**DIRECTIONS**
Copy out the lines starting at the one that contains "As a warehouse robot's perception module, locate car side" and ending at the one that contains "213, 252, 295, 286", with "wheel arch" changed to "fender" and nothing else altered.

◆ ◆ ◆ ◆ ◆

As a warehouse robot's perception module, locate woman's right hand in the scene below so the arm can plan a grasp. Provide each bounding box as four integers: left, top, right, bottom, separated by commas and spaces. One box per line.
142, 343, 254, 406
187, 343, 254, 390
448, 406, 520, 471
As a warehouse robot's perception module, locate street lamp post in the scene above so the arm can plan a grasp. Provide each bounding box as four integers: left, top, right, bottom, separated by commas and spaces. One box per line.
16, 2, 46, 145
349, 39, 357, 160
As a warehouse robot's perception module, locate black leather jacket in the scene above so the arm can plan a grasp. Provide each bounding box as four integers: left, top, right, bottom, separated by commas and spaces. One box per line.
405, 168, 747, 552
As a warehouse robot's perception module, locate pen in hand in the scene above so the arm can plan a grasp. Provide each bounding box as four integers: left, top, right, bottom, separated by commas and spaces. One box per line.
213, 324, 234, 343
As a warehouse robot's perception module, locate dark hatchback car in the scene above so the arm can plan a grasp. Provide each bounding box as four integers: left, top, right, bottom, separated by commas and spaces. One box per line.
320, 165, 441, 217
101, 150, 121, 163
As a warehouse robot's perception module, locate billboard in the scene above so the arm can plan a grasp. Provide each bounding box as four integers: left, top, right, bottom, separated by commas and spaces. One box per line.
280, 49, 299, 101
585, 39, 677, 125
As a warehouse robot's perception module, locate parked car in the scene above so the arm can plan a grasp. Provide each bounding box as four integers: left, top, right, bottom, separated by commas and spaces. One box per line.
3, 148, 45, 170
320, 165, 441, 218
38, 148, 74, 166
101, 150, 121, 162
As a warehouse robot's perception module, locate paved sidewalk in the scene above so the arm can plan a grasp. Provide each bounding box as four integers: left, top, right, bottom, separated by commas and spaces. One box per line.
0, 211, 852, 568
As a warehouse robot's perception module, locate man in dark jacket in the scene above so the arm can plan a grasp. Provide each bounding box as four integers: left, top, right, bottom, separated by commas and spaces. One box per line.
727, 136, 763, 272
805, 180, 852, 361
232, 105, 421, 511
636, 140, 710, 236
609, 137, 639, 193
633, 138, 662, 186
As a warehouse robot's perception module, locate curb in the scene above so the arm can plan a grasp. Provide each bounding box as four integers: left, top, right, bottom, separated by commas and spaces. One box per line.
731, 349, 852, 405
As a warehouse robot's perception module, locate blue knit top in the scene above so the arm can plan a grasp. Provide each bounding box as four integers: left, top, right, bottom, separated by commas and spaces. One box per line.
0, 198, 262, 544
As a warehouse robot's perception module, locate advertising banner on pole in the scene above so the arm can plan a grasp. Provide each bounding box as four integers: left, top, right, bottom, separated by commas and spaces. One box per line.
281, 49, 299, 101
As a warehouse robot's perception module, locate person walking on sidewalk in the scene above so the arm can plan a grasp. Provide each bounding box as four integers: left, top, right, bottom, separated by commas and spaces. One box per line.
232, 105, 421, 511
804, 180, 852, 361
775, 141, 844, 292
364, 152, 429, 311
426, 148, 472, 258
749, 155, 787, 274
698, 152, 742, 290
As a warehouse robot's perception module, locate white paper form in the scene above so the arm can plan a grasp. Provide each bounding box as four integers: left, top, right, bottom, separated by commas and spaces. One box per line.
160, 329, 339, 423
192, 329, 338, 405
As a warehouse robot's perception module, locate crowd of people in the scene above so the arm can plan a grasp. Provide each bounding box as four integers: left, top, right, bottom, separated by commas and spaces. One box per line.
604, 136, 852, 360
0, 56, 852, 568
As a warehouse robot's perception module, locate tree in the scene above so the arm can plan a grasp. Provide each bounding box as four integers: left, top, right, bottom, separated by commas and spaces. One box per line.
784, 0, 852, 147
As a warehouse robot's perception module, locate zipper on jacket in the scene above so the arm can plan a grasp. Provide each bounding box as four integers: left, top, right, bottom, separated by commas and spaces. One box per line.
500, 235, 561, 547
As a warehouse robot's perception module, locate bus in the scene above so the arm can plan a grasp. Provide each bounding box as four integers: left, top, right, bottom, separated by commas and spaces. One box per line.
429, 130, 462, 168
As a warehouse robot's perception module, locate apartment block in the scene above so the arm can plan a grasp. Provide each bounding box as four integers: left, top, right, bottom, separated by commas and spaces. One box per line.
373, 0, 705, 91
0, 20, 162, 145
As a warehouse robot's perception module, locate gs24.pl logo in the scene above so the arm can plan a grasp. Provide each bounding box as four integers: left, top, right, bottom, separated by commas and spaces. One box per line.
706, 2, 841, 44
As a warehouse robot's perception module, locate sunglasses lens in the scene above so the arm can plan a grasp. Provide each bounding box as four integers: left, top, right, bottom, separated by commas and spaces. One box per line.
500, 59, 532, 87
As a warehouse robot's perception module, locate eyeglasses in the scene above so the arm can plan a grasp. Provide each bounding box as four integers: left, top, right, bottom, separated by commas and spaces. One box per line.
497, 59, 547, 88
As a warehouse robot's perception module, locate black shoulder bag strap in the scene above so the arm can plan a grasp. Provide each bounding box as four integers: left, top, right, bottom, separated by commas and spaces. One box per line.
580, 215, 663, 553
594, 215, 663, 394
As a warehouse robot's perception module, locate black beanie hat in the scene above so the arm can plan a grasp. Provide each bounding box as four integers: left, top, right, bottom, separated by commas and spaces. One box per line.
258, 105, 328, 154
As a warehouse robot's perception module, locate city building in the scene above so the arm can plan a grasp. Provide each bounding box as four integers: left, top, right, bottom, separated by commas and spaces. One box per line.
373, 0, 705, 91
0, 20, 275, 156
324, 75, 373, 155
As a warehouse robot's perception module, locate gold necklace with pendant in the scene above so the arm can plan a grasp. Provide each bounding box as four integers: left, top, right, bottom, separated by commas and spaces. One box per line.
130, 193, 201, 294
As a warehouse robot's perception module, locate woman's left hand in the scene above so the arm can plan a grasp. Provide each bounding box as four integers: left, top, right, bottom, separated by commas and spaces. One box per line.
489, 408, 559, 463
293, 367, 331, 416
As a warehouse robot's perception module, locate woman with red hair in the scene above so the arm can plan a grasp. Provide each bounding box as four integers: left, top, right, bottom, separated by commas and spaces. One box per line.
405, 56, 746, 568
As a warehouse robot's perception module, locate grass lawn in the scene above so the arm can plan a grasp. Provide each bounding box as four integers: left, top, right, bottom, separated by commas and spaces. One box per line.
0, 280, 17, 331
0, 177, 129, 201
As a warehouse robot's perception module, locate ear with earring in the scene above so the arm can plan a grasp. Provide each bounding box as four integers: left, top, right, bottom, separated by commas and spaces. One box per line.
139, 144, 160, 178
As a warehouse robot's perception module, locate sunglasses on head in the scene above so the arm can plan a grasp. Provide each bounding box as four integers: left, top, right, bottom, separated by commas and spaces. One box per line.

◆ ◆ ◆ ◆ ◆

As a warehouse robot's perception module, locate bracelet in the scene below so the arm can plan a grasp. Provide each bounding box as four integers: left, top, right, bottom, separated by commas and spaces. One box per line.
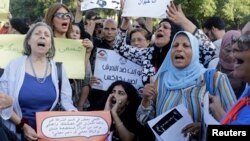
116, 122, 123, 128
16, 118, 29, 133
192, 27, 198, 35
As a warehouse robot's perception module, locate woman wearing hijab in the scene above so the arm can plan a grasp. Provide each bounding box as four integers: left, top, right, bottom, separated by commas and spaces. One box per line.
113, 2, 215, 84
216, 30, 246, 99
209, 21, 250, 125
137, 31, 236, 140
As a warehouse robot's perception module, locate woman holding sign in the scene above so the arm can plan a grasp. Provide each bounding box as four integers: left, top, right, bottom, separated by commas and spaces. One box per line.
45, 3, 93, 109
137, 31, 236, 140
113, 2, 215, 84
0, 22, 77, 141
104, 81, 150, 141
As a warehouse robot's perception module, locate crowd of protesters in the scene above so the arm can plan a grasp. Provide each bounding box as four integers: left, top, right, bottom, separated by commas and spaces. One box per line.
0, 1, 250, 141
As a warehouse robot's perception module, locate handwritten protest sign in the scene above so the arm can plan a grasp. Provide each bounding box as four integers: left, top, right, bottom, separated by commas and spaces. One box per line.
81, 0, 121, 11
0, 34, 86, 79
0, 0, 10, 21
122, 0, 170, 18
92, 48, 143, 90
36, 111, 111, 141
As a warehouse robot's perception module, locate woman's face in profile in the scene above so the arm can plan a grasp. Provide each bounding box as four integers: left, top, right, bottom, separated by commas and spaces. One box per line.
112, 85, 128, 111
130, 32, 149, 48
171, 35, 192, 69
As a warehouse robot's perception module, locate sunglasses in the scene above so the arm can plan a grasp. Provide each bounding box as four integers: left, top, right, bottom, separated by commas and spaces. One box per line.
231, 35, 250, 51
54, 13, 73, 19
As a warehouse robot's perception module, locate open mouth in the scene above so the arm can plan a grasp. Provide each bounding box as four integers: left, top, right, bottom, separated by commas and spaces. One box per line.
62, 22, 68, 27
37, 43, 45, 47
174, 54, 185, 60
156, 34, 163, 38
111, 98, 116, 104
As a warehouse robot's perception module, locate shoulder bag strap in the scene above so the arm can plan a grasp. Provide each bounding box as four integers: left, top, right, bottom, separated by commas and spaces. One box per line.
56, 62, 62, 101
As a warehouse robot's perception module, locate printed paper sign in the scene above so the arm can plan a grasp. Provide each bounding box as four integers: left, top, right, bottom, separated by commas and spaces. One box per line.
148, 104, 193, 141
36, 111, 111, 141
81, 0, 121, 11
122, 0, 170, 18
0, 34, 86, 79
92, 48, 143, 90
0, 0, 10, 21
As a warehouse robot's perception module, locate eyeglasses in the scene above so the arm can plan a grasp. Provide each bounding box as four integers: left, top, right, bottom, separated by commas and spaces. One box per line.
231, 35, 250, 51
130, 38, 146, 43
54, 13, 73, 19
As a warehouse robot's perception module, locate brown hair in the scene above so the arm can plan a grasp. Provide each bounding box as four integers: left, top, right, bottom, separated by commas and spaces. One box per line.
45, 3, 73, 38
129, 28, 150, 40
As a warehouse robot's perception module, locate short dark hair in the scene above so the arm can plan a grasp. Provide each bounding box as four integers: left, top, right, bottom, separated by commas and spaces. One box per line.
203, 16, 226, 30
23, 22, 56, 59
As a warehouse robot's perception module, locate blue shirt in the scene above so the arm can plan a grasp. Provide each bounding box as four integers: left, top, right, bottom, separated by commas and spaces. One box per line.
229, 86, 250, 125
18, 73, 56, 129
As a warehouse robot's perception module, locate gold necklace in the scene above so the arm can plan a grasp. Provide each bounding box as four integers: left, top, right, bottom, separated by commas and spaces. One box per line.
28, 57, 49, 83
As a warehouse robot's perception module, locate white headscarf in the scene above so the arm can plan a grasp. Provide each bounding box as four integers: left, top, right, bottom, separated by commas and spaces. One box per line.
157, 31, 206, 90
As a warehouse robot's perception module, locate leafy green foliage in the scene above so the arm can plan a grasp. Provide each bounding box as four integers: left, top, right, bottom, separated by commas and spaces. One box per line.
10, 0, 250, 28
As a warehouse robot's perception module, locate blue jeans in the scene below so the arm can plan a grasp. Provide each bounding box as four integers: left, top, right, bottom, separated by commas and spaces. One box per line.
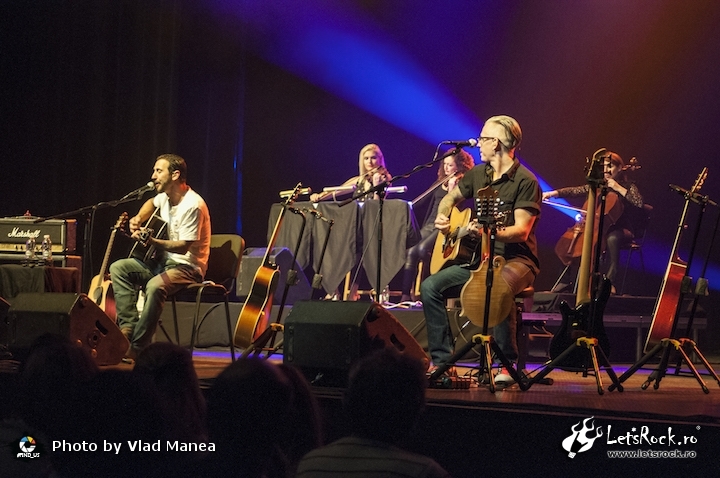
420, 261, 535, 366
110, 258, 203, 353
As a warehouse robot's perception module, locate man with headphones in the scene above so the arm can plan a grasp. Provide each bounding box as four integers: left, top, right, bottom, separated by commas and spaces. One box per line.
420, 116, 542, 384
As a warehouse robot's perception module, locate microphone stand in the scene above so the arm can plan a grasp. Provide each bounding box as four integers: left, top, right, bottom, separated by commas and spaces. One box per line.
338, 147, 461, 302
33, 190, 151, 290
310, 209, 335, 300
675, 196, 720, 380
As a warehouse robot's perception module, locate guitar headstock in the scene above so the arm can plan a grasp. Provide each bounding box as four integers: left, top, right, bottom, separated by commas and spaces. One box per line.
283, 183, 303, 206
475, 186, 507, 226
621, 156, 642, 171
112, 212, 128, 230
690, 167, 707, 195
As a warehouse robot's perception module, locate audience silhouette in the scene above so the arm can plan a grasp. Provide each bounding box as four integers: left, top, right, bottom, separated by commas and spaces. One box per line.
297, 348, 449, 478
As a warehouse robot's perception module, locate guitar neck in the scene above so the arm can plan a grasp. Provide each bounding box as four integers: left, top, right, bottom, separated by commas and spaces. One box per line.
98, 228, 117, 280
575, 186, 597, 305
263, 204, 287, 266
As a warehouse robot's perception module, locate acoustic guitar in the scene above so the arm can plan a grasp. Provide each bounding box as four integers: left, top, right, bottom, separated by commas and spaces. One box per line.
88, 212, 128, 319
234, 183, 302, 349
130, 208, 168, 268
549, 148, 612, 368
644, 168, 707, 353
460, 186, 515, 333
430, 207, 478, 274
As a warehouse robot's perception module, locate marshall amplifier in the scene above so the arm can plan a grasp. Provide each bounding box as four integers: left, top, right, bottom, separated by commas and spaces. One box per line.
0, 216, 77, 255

◆ ◆ ◆ ◆ ◆

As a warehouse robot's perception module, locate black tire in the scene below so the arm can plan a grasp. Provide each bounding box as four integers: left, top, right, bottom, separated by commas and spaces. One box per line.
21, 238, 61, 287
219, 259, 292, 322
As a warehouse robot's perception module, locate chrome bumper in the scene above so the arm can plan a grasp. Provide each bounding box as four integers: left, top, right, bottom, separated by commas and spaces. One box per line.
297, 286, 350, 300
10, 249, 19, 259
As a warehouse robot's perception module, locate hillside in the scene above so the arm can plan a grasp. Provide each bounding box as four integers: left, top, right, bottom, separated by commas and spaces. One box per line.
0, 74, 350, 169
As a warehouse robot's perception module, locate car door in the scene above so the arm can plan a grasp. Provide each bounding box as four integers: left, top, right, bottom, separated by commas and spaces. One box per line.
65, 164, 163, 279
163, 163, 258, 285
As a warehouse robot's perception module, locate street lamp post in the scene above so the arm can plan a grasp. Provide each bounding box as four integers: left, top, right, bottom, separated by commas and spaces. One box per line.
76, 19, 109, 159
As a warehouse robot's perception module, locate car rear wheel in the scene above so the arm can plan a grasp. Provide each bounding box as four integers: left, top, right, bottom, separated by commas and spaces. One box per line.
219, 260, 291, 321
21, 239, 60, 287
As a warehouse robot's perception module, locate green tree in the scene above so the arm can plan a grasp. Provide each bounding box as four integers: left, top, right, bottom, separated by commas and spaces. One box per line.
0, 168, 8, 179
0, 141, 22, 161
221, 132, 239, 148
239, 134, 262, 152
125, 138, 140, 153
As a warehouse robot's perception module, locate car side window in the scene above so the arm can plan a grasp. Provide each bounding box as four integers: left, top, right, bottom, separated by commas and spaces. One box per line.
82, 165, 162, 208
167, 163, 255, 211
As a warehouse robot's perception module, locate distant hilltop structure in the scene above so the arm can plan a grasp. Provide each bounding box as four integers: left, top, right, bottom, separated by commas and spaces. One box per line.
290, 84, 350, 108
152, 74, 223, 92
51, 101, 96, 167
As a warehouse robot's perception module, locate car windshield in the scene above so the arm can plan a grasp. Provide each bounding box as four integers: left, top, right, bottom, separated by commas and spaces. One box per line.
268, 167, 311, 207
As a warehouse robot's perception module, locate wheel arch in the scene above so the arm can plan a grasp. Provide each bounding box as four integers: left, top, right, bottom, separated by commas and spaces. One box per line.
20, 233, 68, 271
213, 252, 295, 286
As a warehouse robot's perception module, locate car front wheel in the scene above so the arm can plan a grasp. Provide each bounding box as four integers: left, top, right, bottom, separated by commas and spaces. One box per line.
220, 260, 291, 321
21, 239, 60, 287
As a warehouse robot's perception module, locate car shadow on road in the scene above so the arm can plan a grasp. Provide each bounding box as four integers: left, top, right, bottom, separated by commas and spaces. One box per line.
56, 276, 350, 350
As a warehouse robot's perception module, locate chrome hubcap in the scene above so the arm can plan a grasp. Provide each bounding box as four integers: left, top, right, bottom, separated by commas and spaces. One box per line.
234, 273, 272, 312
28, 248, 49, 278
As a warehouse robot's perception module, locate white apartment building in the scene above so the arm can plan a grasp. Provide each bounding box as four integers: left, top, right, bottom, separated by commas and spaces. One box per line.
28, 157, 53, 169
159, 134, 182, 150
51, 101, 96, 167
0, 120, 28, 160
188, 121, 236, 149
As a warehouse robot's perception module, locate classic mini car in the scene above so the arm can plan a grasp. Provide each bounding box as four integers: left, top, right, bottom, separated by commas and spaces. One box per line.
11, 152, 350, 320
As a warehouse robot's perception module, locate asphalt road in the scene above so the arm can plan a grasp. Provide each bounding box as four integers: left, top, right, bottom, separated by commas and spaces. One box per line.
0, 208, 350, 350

◆ ◆ ◆ ◆ ◆

**EXERCISE SOLUTION**
As a warehouse robot's perception module, locate car side window in the scene above so the arm can plan a grasp. Provide each bounding box as four integers: left, top, right, bottom, separated by commas and spaces. One box per line.
82, 165, 162, 208
167, 163, 255, 211
As a warehouse robot's perception module, locate distant hilltop structure in the scene above so the arm can plan a grasp. Provide each bounding box as four integers: left, top, right, bottom, separated by commas and spaces. One box per line.
290, 84, 350, 108
152, 74, 223, 92
51, 101, 96, 167
As a warehouse robot's perception module, locate car windshield in the scene above so the arm can plan a grasp. Provide each bounding box as four integers: left, top, right, bottom, separated by commas and spaces. One box per line.
268, 167, 311, 207
As a warehouse robot's perception module, locate fender in the scene above so the arm can plan a grasp. Provide each bounding box as four integers: left, top, right, bottom, separated by commas and spaces. One box per line.
20, 233, 68, 271
213, 252, 295, 286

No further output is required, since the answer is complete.